Emergency Department-Based ICU Improves Quality of Care and Outcomes Without Increasing Costs

 
 

Study by Weil Institute and Michigan Medicine researchers found deployment of an ED-based ICU resulted in no significant cost increase per emergency department visit.


Contact:
Kate Murphy, Marketing Communications Specialist, Weil Institute
mukately@umich.edu
(734) 647-4751

ANN ARBOR, MI — A recent study published in JAMA Network Open found that establishing a dedicated intensive care unit within an emergency department (ED-ICU) improved quality of patient care and outcomes without raising the overall cost of care delivery.

Investigators from Michigan Medicine and the U-M Max Harry Weil Institute for Critical Care Research and Innovation examined over 230,000 adult emergency department (ED) visits from before and after the opening of Michigan Medicine’s Emergency Critical Care Center (EC3) and compared the total direct costs per visit between the two groups. Their findings showed no significant increase in direct cost of care following deployment of the EC3, contributing further evidence toward the value of the ED-ICU as both a viable and cost-effective model for care delivery.

"Our analysis demonstrates that the ED-ICU model works in tandem with the ED and hospital to provide care in a cost-effective manner. Improving quality while holding overall delivery costs constant is a recipe for increasing value in healthcare delivery."

Benjamin Bassin, MD
Director, EC3
Associate Professor, Emergency Medicine

In a previous study, we demonstrated how implementing an ED-ICU reduced ICU admission rates and 30-day mortality among emergency department patients,” said study author Benjamin Bassin, MD, who serves as the Director of the EC3 and is a member of the Weil Institute. “In order to assess the overall value of this model, however, we also needed to determine how it would impact direct cost of care delivery to the emergency department and to the hospital system as a whole.”

When examining the cost per visit for critically ill patients in particular, Dr. Bassin and the team found that costs decreased by more than 20% following ED-ICU implementation—a reduction that the researchers attribute to the ED-ICU model enabling earlier initiation of ICU-level care.

“Increasing emergency department volumes have resulted in a greater demand for critical care services in the ED and ICUs, which has coincided with a shortage of intensivists and led to increased boarding of patients in the ED,” said study co-author Nathan Haas, MD, Assistant Medical Director of the EC3 and Weil Institute member. “By initiating critical care early in the ED-ICU instead of waiting for an ICU bed to open up, progression of disease severity and complications due to delayed care during ED boarding are avoided, resulting in improved downstream patient outcomes with associated cost reductions overall.”

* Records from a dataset

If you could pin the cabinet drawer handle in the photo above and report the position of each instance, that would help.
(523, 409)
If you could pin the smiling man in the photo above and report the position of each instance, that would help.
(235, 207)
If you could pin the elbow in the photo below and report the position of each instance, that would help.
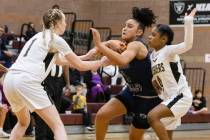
(121, 63)
(81, 67)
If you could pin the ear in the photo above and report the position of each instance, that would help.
(139, 32)
(164, 39)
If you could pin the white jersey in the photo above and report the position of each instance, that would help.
(32, 57)
(168, 78)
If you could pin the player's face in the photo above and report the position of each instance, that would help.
(154, 39)
(130, 30)
(61, 25)
(199, 95)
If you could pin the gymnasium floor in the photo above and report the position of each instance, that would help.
(178, 135)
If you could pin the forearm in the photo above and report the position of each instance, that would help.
(113, 56)
(188, 39)
(85, 57)
(66, 75)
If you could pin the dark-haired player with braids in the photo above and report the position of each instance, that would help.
(22, 83)
(168, 78)
(139, 97)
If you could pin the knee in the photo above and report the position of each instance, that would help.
(24, 123)
(152, 117)
(102, 116)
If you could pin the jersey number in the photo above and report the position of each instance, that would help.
(158, 85)
(29, 47)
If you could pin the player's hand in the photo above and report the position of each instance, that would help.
(116, 45)
(96, 37)
(192, 13)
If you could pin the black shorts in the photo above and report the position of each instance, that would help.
(139, 106)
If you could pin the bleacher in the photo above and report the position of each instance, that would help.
(79, 37)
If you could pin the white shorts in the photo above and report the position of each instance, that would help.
(179, 106)
(22, 90)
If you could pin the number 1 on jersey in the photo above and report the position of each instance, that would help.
(29, 47)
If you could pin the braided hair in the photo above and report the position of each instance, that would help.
(50, 19)
(144, 16)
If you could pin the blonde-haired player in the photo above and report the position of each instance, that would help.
(22, 83)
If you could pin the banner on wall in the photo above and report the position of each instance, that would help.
(178, 8)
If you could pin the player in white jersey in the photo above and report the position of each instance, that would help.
(22, 83)
(168, 78)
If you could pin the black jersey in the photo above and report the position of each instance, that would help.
(138, 76)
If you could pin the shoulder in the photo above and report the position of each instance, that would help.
(139, 47)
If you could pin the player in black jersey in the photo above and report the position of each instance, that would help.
(139, 96)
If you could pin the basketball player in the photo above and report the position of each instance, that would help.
(168, 78)
(139, 97)
(22, 83)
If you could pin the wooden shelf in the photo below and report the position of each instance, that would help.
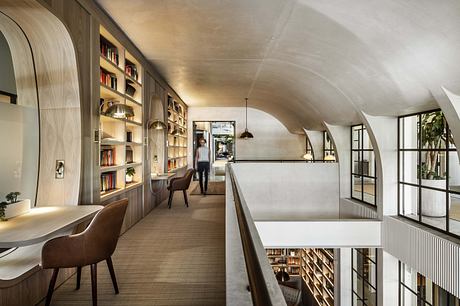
(315, 268)
(117, 128)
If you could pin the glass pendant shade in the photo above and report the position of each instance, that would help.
(157, 125)
(120, 111)
(246, 134)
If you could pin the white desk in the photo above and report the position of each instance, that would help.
(42, 223)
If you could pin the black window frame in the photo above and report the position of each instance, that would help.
(330, 149)
(421, 301)
(361, 151)
(419, 150)
(355, 271)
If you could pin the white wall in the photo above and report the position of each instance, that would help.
(289, 191)
(7, 81)
(19, 154)
(271, 139)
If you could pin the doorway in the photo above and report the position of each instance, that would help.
(220, 136)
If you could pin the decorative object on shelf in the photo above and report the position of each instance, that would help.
(13, 207)
(120, 111)
(130, 171)
(129, 155)
(434, 136)
(157, 125)
(246, 134)
(307, 156)
(130, 89)
(129, 136)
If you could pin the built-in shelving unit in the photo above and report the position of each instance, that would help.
(177, 135)
(120, 144)
(318, 274)
(287, 260)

* Work order 1
Copy the ED-ICU news release word for word, starting at "Emergency Department-Based ICU" and ending at "emergency department visit.".
* Work order 2
Summarize the ED-ICU news release in two sentences.
* Work order 3
Write the next part of the ED-ICU news release, picking up after its final sentence.
The data has nothing to do with this.

* Task response 1
Emergency Department-Based ICU Improves Quality of Care and Outcomes Without Increasing Costs

 
 

Study by Weil Institute and Michigan Medicine researchers found deployment of an ED-based ICU resulted in no significant cost increase per emergency department visit.

* Task response 2
A study in JAMA Network Open by Michigan Medicine and Weil Institute investigators compared more than 230,000 adult emergency department visits from before and after the opening of the Emergency Critical Care Center and found no significant increase in direct cost per visit. For critically ill patients, costs per visit fell by more than 20%, a reduction the researchers attribute to the ED-ICU model enabling earlier initiation of ICU-level care.

* Task response 3
The EC3 at Michigan Medicine was established through a gift from the Joyce and Don Massey Family Foundation to improve access to timely, high-quality critical care while providing a unique and ideal setting for cutting-edge research. Since the team’s initial publication in 2019, Michigan Medicine has collaborated with over 15 health systems in the United States and seven internationally that have sought to establish similar models. Now, with the combined findings of the two studies, the team is optimistic that more hospitals will adopt the ED-ICU concept.

“Our analysis demonstrates that the ED-ICU model works in tandem with the ED and hospital to provide care in a cost-effective manner,” said Dr. Bassin. “Improving quality while holding overall delivery costs constant is a recipe for increasing value in healthcare delivery.”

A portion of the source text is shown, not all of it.